## Start Text block

I am a control freak. Anyone who's ever worked an event with me can attest to this. As a event producer, every detail is of vital importance to me - I spend months preparing and filling in slots on shift sheets; each job has a description and a timeframe; every person has a role to play, and that role is explicitly defined (whether they like it, or not).
The problem with being a control freak is that I literally must be on top of everything and everyone at all times. When it comes to events that I produce, I am the Leather version of the oft feared Bridezilla behind the scenes, but in front of the audience or when I'm circulating through the crowd, I put on a performance that would win me an Emmy in half the time it took Susan Lucci.
While this sort of meticulous attention to detail often leads to wonderful events, it just as often breeds hostility amongst those who do not fare well in that sort of environment.
I ended up a control freak largely as a result of growing up in the performance world - singing, dancing, acting, playing...in the world of performance arts, control freaks produce the best results. For me, there is no room for failure. When you're dealing with other types of people, particularly those who insist on "going with the flow," it's often difficult for both parties to understand where the other is coming from in terms of how they deal with one another.
As a performer, you are constantly analyzing your performance. For me, that carries over into my event production. After every event, I like to have a "debriefing session," wherein those in charge of various aspects of the event come together to discuss things that went right and those that went wrong. Anyone in show business will tell you that this is an invaluable tool for self-assessment, growth, and forward momentum. It can also be very hurtful to hear, particularly when the responsibility falls on your shoulders.

## End Text block

**Problem to work on**
Answer these questions using the control freak essay:
(a) What does the writer spend months preparing and filling in?
(b) In what world did the writer grow up?
(c) What does the writer like to hold after every event?
Use only the control freak essay to respond.

## Start Stored data

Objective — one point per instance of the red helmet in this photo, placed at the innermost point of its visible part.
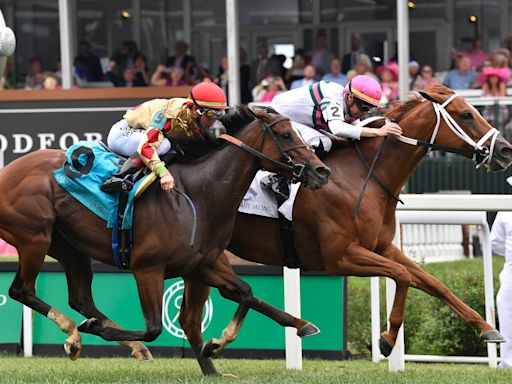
(208, 95)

## End Stored data

**Written reply**
(a) Slots on shift sheets.
(b) The performance world.
(c) A "debriefing session."